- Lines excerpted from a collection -
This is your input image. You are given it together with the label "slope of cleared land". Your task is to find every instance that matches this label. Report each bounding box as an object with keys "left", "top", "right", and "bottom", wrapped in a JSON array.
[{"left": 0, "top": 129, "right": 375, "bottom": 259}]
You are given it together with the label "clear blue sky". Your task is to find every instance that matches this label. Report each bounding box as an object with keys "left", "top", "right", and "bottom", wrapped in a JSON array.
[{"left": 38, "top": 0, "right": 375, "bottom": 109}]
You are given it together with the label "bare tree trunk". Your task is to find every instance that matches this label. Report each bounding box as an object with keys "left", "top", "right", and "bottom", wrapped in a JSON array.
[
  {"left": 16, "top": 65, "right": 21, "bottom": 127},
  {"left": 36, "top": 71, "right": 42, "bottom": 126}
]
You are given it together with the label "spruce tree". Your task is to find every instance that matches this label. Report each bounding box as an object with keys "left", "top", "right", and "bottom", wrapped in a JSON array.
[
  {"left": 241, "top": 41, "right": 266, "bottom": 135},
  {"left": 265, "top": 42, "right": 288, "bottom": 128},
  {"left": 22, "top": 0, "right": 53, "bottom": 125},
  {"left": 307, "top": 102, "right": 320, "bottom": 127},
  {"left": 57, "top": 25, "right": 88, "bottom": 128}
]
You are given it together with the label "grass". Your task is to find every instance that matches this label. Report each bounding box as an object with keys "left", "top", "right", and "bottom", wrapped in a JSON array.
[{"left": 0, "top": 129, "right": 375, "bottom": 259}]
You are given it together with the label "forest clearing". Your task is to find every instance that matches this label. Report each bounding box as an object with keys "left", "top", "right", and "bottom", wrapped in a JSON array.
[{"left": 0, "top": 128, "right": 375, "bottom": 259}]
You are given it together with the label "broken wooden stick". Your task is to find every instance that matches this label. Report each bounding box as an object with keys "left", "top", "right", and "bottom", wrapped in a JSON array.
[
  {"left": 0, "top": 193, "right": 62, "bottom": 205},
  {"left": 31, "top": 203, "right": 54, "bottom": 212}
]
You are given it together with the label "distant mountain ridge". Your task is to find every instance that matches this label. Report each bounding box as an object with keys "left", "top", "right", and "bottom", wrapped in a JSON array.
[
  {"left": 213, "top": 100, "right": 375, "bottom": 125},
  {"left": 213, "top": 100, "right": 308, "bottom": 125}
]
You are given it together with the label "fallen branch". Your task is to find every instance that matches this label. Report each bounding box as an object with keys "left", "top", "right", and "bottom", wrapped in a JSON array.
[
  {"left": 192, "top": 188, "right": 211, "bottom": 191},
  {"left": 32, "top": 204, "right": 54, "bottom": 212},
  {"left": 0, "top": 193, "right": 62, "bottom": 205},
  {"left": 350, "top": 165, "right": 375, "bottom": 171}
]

- What is needed -
Which lines above contain the string "tree", with case counting? Pull out and copy each of those lines.

- Written reply -
You are given it together with the label "bare tree trunk". Your task is to find every instance that matches this label. Report each bounding box as an object with keys "left", "top", "right", and "bottom", wrapped in a JSON array.
You are given it together with the label "spruce tree". Your task is to find every instance that matches this label. Report each bounding box as an object with keys "left", "top", "right", and "bottom", wrapped in a JSON array.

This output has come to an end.